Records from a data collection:
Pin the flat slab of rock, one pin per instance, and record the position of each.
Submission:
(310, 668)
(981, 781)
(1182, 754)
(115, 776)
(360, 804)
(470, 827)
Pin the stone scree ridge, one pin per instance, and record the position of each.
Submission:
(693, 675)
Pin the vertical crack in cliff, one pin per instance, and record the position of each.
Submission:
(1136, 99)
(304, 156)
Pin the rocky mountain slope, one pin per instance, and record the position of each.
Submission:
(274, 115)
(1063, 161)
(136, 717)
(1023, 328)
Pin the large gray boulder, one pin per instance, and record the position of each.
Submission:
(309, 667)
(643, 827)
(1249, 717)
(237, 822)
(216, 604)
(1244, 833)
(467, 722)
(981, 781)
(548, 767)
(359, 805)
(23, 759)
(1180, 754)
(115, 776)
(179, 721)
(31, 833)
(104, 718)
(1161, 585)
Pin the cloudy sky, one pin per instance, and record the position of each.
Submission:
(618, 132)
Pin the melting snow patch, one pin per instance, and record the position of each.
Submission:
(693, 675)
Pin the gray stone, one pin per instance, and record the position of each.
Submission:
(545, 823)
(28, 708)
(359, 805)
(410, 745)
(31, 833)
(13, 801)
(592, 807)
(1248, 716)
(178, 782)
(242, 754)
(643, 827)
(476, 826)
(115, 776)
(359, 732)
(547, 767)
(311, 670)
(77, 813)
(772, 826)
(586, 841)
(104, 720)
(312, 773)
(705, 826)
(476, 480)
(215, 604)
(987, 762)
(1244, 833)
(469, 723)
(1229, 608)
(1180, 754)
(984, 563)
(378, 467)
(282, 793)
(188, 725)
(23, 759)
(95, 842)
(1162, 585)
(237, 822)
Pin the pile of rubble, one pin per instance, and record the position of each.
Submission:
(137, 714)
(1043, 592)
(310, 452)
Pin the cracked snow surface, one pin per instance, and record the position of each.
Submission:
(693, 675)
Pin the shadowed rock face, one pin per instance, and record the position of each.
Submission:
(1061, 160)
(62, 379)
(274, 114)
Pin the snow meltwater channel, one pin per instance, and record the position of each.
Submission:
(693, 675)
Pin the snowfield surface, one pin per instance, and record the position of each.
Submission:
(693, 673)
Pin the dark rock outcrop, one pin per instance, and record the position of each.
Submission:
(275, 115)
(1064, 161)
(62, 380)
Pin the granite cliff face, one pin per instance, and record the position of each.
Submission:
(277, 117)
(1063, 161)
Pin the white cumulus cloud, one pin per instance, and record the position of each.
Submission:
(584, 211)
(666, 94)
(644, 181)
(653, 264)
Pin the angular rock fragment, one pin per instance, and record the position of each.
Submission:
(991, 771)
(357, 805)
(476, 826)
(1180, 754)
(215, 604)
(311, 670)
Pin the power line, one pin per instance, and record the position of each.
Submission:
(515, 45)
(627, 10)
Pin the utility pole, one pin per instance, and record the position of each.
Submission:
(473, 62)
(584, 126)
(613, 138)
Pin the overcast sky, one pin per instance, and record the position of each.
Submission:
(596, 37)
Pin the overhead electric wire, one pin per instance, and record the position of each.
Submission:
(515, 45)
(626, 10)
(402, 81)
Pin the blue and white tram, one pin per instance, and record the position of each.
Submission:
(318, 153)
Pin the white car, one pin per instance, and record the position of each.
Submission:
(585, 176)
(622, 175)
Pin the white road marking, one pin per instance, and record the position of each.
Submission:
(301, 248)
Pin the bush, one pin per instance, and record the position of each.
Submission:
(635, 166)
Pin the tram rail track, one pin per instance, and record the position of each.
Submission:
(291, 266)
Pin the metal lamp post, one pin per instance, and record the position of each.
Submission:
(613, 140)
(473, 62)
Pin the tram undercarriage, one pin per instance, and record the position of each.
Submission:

### Aim of the task
Scan the entries above for the string "surface" and copy each line containing it.

### Result of this exercise
Pin the cracked snow surface, one pin per instance, and record the position of each.
Pin the snowfield surface, one pin per instance, and record the position of each.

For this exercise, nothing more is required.